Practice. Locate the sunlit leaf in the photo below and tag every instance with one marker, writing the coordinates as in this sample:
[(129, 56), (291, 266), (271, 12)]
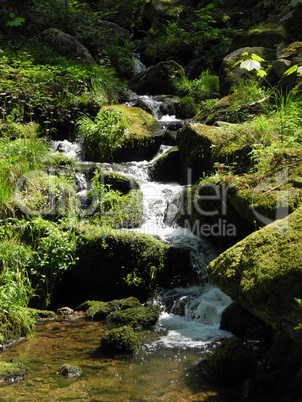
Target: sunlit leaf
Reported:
[(250, 65)]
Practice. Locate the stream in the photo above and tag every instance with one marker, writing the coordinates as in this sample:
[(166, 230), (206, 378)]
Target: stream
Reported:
[(188, 328)]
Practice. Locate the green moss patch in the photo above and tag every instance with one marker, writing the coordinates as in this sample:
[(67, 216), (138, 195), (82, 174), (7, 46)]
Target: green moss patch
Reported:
[(263, 272), (11, 372), (137, 317), (120, 341)]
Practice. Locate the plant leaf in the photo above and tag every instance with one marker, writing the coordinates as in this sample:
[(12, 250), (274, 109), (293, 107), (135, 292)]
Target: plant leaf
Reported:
[(250, 65)]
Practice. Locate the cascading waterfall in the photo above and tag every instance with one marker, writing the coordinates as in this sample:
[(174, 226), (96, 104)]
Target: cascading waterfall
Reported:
[(191, 315)]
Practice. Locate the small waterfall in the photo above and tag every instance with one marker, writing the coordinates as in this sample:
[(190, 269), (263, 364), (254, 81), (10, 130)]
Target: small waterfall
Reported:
[(138, 66), (191, 316)]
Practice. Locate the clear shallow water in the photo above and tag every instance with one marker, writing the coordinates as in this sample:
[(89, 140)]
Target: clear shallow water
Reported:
[(188, 328), (156, 373)]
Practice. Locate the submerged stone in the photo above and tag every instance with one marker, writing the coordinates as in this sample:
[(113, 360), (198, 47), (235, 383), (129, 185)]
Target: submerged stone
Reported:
[(11, 372), (120, 341), (70, 371), (137, 317)]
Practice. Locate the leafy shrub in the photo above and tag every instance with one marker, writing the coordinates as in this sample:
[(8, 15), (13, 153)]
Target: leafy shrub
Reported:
[(51, 95), (103, 135), (120, 341)]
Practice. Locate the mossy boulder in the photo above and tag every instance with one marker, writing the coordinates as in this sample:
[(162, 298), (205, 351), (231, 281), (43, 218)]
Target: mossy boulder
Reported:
[(232, 363), (118, 264), (158, 79), (70, 370), (263, 273), (47, 194), (14, 326), (166, 167), (11, 372), (99, 310), (140, 140), (136, 317), (195, 142), (290, 18), (119, 341)]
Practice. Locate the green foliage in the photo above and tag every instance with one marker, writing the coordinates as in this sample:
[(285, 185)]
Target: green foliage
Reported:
[(54, 245), (103, 135), (204, 87), (115, 208), (251, 62), (16, 159), (51, 95), (203, 26), (120, 341), (136, 317), (14, 21)]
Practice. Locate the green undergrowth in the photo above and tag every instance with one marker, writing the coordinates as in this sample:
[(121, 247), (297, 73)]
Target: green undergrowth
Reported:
[(52, 95)]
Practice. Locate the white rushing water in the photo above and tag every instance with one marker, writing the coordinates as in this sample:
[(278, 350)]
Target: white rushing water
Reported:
[(191, 316)]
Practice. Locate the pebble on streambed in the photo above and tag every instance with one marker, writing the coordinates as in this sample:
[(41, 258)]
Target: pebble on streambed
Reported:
[(70, 371)]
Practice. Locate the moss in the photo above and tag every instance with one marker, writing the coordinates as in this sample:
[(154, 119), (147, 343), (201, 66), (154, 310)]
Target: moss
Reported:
[(15, 325), (11, 372), (263, 272), (137, 317), (36, 313), (232, 363), (99, 310), (116, 264), (45, 194), (130, 302), (69, 370), (120, 341), (125, 211)]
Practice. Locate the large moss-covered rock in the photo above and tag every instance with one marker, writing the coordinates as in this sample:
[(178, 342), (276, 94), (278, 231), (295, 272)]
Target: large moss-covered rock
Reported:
[(136, 317), (232, 363), (158, 79), (195, 142), (119, 341), (11, 372), (140, 139), (263, 273), (166, 168)]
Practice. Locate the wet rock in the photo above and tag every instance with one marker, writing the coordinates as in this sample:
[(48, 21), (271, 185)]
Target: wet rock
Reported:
[(166, 168), (230, 75), (263, 273), (157, 79), (11, 372), (136, 317), (65, 311), (119, 341), (68, 370), (291, 19), (232, 363)]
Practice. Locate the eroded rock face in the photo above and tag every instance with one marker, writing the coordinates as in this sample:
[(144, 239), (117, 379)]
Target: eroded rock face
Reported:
[(291, 19), (64, 44), (263, 273)]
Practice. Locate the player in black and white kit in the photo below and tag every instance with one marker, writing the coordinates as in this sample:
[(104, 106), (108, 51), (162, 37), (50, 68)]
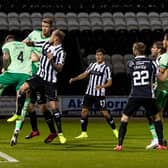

Set task:
Format every line above as a JSON list of strings, one string per line, skipping blank lines and leaving out the pictures.

Task output:
[
  "Practice. Locate the sunlit leaf in the photo below and tag every instance with one marker, writing the coordinates as in this sample:",
  "[(129, 56), (291, 266), (271, 12)]",
  "Target: sunlit leaf",
  "Reported:",
  "[(250, 65)]",
  "Practice. Locate the stream in the photo above and tag every instance with one marker, writing the coordinates as in this sample:",
  "[(166, 230), (206, 378)]",
  "Target: stream",
  "Reported:",
  "[(188, 328)]",
  "Practice. Locate the green moss patch in the photo above and tag every instance with one marker, writing the coordinates as in this sample:",
  "[(67, 216), (138, 195), (82, 174), (7, 46)]",
  "Target: green moss patch",
  "Reported:",
  "[(263, 272), (11, 372), (137, 317), (120, 341)]",
  "Practice. Locate the plant leaf in the photo above and tag every instance with one marker, writing the coordinates as in this sample:",
  "[(12, 250), (274, 109), (293, 107), (135, 292)]",
  "Target: plant leaf",
  "Reported:",
  "[(250, 65)]",
  "Practice. Locate the cascading waterfall in the photo above and tag every instance with one marker, writing the coordinates as in this sample:",
  "[(174, 226), (96, 104)]",
  "Target: cascading waterfall",
  "Reported:",
  "[(191, 315)]",
  "Practice. Locate the small waterfall in the photo above and tag every instance with one marker, writing the coordinates as in this sample:",
  "[(190, 269), (263, 364), (254, 81), (10, 130)]",
  "Target: small waterfall",
  "Reported:",
  "[(138, 66), (191, 316)]",
  "Practice. Locate the clear shallow water in the photo above and tag every instance with one marker, writing the coordinates as in this sample:",
  "[(89, 140)]",
  "Target: clear shallow water",
  "Reported:",
  "[(188, 328), (156, 373)]",
  "Practice. Locate the submerged stone in the photo above and tag every instance with one marker, writing the coordinates as in this sample:",
  "[(113, 360), (198, 47), (235, 383), (129, 185)]",
  "Target: submerged stone",
  "Reported:",
  "[(11, 372), (120, 341), (70, 371), (137, 317)]",
  "Practice. Locate the leafy shrub in the photo above and tag every instance with one marker, writing the coordinates as in this sample:",
  "[(8, 15), (13, 153)]",
  "Target: leafy shrub",
  "Reported:",
  "[(51, 95), (103, 135), (120, 341)]",
  "Practice. Locate the mossy boulder in the photo above and tag every instance with one marker, writing the coordinates as in this sample:",
  "[(162, 298), (205, 351), (231, 281), (43, 218)]",
  "Target: mossy boulder",
  "Reported:",
  "[(232, 363), (118, 264), (158, 79), (70, 370), (263, 273), (47, 194), (14, 326), (166, 167), (11, 372), (99, 310), (140, 140), (136, 317), (195, 142), (290, 18), (119, 341)]",
  "Practice. Locate the green foliage in the photo above and tag every instance with one marker, writing the coordinates as in this sample:",
  "[(285, 185)]",
  "Target: green foliage",
  "Reported:",
  "[(54, 245), (103, 135), (204, 87), (115, 208), (251, 62), (16, 159), (51, 95), (203, 26), (120, 341), (136, 317), (14, 21)]",
  "Practice. Locate the green undergrowth in the photo above and tag every instance with one marker, writing the coordinates as in this sample:",
  "[(121, 247), (297, 73)]",
  "Target: green undergrowth",
  "Reported:",
  "[(52, 95)]",
  "Practice. Locate the white rushing water in the photo above and tag every instance with one marker, writing the coordinates as in this sample:",
  "[(278, 350)]",
  "Target: white rushing water",
  "Reported:",
  "[(191, 316)]",
  "Practice. Locate the pebble on streambed in the photo above and tag every instance with one marker, writing the coordinates as in this sample:",
  "[(41, 258)]",
  "Target: pebble on streambed",
  "Reported:",
  "[(70, 371)]",
  "Practice. Locate the moss in the photo above and tag every instance with one marker, writing the coordinates as in this sample:",
  "[(154, 119), (147, 343), (201, 66), (154, 310)]",
  "Target: moss",
  "Reported:",
  "[(15, 325), (11, 372), (263, 272), (137, 317), (36, 313), (232, 363), (99, 310), (116, 264), (45, 194), (130, 302), (69, 370), (120, 341), (125, 211)]",
  "Practice. Locate the large moss-covered rock in the photo above and tag every instance with one marker, writing the coordinates as in this sample:",
  "[(178, 342), (276, 94), (278, 231), (295, 272)]",
  "Target: large moss-covered rock",
  "Reported:",
  "[(136, 317), (232, 363), (158, 79), (195, 142), (119, 341), (11, 372), (140, 139), (263, 273), (166, 168)]",
  "Practice. Locate the wet rock in the photo above and tag every instance with one marker, writing the coordinates as in this sample:",
  "[(48, 21), (271, 185)]",
  "Target: wet rock",
  "Reported:",
  "[(166, 168), (230, 75), (263, 273), (157, 79), (11, 372), (136, 317), (65, 311), (119, 341), (68, 370), (291, 19), (232, 363)]",
  "Practice. Locate the eroded rock face in the photo above and tag every instance with one marker, writing the coordinates as in this sample:",
  "[(144, 239), (117, 379)]",
  "Target: eroded rock face",
  "Reported:",
  "[(291, 19), (64, 44), (263, 273)]",
  "Practice. Locate the player in black and white kit in the photo below and tag every instance with one marker, writing the coordinates as in this sample:",
  "[(104, 106), (108, 51), (162, 37), (50, 68)]"
]